● Document extract:

"""

Can Breast Cancer Disappear?
Study Shows Some Cancers Detected by Mammograms Regress on Their Own; American Cancer Society Disagrees
By Kathleen Doheny
Reviewed by Louise Chang, MD
Study Shows Some Cancers Detected by Mammograms Regress on Their Own; American Cancer Society Disagrees
By Kathleen Doheny
Reviewed by Louise Chang, MD
Nov. 24, 2008 -- Can breast cancer disappear? The question may sound ridiculous, but some breast cancers detected on mammography may have spontaneously disappeared if they had not been found and treated, according to a team of researchers from Norway and Dartmouth Medical School.
But a spokesman for the American Cancer Society calls that conclusion an "overreaching leap in logic" and stresses that the benefits of regular mammograms far outweigh the potential harms.
"Some breast cancers will not continue to behave as cancers, even though they look like cancer under the microscope, and they grow and reach a size where they can be detected on mammograms," Jan Maehlen, MD, PhD, a study co-author, tells WebMD. "But if they had been left intact [instead of treated after detection], some will stop growing and shrink and disappear over a course of perhaps two years."
He calls these growths "pseudo-cancers." Even so, Maehlen says, "the message for women is go to screening."
In the study, published in the Archives of Internal Medicine, Maehlen's team looked at breast cancer rates among women in Norway, all ages 50 to 64, who had a single mammogram or three mammograms.
The multiple-screened group included nearly 120,000 women, screened three times between the years 1996 and 2001. The comparison group included nearly 110,000 women, screened once at the end of the observation period.

"""

● Dataset:
"""

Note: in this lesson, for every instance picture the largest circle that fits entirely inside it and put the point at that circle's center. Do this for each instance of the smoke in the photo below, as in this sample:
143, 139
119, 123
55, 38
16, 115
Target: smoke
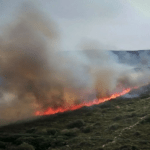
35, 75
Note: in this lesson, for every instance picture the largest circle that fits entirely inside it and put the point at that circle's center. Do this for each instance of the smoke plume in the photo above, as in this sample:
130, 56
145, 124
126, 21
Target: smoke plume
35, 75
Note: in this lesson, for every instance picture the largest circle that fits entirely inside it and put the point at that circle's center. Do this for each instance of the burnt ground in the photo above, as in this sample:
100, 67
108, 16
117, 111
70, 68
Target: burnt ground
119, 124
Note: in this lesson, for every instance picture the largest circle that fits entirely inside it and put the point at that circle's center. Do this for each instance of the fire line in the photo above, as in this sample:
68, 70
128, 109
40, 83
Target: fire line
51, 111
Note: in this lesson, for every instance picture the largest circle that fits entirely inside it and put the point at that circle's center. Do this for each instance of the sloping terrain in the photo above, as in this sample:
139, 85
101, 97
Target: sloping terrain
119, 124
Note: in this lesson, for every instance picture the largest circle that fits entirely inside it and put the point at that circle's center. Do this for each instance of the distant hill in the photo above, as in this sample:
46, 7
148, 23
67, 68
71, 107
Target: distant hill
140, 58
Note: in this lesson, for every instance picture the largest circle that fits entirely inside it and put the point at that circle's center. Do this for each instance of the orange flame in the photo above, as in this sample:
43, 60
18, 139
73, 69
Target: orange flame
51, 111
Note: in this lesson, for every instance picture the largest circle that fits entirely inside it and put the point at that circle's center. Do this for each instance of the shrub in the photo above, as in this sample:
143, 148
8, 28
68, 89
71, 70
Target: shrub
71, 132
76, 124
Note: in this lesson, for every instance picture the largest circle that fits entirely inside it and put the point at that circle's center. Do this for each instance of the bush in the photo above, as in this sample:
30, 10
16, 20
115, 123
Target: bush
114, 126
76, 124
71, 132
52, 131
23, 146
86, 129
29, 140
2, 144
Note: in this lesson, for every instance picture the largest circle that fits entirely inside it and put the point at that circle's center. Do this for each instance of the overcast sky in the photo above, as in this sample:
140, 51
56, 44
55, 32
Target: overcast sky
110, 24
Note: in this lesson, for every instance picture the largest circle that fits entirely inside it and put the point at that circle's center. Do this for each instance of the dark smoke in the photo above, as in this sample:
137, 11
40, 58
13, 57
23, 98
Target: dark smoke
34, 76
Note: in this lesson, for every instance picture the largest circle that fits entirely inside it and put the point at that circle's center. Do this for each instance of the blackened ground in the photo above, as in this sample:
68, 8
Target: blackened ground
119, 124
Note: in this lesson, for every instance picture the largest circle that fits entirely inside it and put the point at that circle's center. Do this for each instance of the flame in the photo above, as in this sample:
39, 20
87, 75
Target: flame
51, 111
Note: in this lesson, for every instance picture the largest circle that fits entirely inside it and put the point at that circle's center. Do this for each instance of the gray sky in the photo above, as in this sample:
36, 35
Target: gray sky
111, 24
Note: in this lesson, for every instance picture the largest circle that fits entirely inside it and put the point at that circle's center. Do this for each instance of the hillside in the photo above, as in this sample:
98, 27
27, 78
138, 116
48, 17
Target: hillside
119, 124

"""
"""

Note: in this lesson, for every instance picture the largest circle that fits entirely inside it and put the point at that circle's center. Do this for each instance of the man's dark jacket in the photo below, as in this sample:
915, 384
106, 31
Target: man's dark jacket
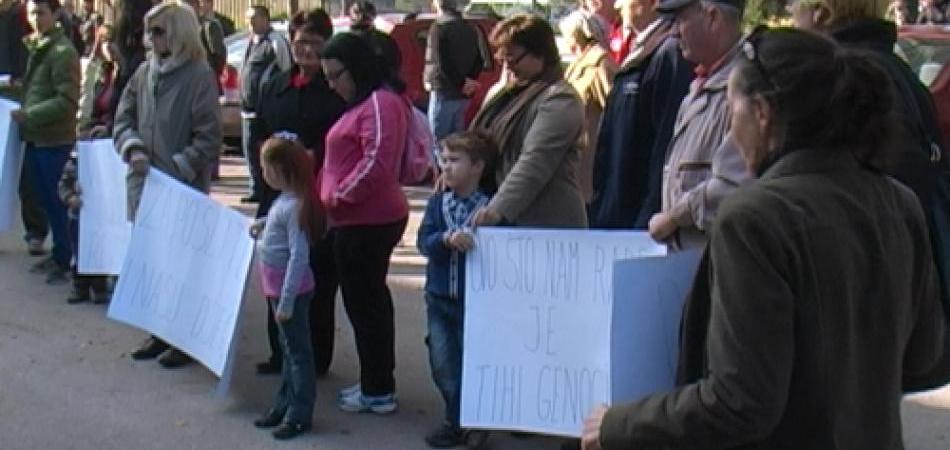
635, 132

"""
"""

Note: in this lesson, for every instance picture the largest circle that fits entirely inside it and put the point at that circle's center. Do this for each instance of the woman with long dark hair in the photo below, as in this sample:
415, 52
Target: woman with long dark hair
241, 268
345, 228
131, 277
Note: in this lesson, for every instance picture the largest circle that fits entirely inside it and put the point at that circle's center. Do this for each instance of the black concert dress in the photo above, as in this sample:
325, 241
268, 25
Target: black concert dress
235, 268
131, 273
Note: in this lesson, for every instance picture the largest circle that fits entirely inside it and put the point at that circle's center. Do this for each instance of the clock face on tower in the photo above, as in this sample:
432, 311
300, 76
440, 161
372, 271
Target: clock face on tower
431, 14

"""

● Exercise aim: Please extract the part of the breast cancer article above from "But a spokesman" up to and including "the potential harms.", word for word.

● Task output:
But a spokesman for the American Cancer Society calls that conclusion an "overreaching leap in logic" and stresses that the benefits of regular mammograms far outweigh the potential harms.